_Required action 1_
In two sentences, summarize the article on anthocyanins and muscle recovery.
_Required action 2_
Answer these questions from the article on anthocyanins and muscle recovery:
(a) How long can the temporary soreness from muscle damage last?
(b) What pigments does the article say anthocyanins are?
(c) What passes into blood circulation when cell membrane integrity is lost?
_Required action 3_
Duplicate the article on anthocyanins and muscle recovery from "This muscle damage results" to "limit muscle damage.".

··· Text excerpt

Balanced diet and active lifestyle : a winning duo
Anthocyanins can help improve muscle recovery in athletes
Muscle damage can occur both in highly trained athletes and in occasional athletes when they make unusual efforts in terms of duration or intensity. This muscle damage can cause temporary soreness (up to 48 hours), which includes both a perception of pain and a decrease in joint mobility and the ability of the muscle to contract effectively.
In this article, data from a recent review and meta-analysis on the effects of anthocyanins in fruit on muscle recovery after exercise are summarised.
Muscle damage occurs mainly during unusual exertion
Muscle damage is related to longer than usual or more intense sports activities, in terms of both cardio-respiratory activity and the forces produced. This damage is not serious in terms of health and can even be considered a normal stage in the process of muscle adaptation to exercise (MacIntyre, 1995).
This muscle damage results in the loss of cell membrane integrity, which leads to the passage of intra-cellular proteins into blood circulation, and an alteration in the structure of the muscle cells, thus limiting their ability to contract effectively. While some of this damage is the direct result of mechanical stress on the muscle, some of it is linked to the increase in oxidative stress during exercise, and then to the inflammation that follows it (Pyne, 1994).
This has prompted research into whether the polyphenols, and particularly the anthocyanins (mauve or red pigments), contained in the fruit can have antioxidant and anti-inflammatory effects that limit muscle damage.

······
··· Extracted material

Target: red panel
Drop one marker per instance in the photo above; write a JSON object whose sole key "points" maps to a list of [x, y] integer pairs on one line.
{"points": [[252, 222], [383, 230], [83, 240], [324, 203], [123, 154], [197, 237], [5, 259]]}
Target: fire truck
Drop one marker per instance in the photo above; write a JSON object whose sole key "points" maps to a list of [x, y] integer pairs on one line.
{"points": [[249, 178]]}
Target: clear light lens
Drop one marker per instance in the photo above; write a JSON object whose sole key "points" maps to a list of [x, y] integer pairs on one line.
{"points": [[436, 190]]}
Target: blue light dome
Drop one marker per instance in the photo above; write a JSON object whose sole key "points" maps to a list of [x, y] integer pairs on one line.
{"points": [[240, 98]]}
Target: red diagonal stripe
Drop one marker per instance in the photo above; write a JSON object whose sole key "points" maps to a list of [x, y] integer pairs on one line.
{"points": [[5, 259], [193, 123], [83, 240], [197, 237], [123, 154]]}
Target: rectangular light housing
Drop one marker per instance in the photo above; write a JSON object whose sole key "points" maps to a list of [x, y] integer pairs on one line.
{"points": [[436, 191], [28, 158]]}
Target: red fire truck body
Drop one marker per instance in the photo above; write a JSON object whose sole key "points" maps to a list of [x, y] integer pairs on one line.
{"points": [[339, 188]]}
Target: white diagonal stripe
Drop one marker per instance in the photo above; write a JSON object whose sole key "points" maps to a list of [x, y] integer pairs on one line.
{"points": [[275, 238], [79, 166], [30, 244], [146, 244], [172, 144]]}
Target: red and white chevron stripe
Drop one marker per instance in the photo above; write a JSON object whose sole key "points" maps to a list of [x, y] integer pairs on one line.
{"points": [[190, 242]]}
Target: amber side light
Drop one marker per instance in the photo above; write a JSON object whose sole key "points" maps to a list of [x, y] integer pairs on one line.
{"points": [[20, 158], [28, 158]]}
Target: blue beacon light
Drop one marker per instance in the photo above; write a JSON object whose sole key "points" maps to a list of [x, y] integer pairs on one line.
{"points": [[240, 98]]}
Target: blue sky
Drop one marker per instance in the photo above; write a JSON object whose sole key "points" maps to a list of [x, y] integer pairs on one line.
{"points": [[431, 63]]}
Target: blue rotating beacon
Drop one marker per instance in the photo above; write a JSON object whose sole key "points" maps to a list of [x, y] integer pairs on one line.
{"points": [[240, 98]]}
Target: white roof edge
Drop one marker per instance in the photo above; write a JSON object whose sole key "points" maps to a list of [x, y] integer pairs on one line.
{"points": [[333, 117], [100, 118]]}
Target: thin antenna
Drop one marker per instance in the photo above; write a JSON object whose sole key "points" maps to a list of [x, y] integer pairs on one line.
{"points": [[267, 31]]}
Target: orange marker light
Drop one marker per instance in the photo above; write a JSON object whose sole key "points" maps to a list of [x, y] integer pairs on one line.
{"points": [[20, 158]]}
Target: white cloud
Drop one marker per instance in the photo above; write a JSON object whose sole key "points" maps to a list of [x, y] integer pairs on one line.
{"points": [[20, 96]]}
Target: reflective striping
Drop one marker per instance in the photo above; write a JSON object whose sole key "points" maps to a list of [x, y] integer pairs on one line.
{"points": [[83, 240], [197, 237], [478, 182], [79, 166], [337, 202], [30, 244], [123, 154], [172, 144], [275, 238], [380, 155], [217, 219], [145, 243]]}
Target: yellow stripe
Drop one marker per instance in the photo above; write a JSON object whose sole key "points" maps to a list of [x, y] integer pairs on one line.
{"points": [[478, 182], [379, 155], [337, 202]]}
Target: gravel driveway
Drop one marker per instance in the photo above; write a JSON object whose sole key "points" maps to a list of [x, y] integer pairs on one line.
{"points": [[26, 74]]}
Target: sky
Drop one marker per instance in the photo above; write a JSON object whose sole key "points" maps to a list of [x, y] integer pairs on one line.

······

_Solution 1_
Muscle damage occurs mainly during unusually long or intense exertion and can cause up to 48 hours of soreness, with pain and reduced joint mobility and contraction ability. Because part of this damage is linked to oxidative stress and the inflammation that follows it, researchers have asked whether the anthocyanins in fruit have antioxidant and anti-inflammatory effects that limit it, and the article summarizes a recent review and meta-analysis on the subject.

_Solution 2_
(a) Up to 48 hours.
(b) Mauve or red pigments.
(c) Intra-cellular proteins.

_Solution 3_
This muscle damage results in the loss of cell membrane integrity, which leads to the passage of intra-cellular proteins into blood circulation, and an alteration in the structure of the muscle cells, thus limiting their ability to contract effectively. While some of this damage is the direct result of mechanical stress on the muscle, some of it is linked to the increase in oxidative stress during exercise, and then to the inflammation that follows it (Pyne, 1994).
This has prompted research into whether the polyphenols, and particularly the anthocyanins (mauve or red pigments), contained in the fruit can have antioxidant and anti-inflammatory effects that limit muscle damage.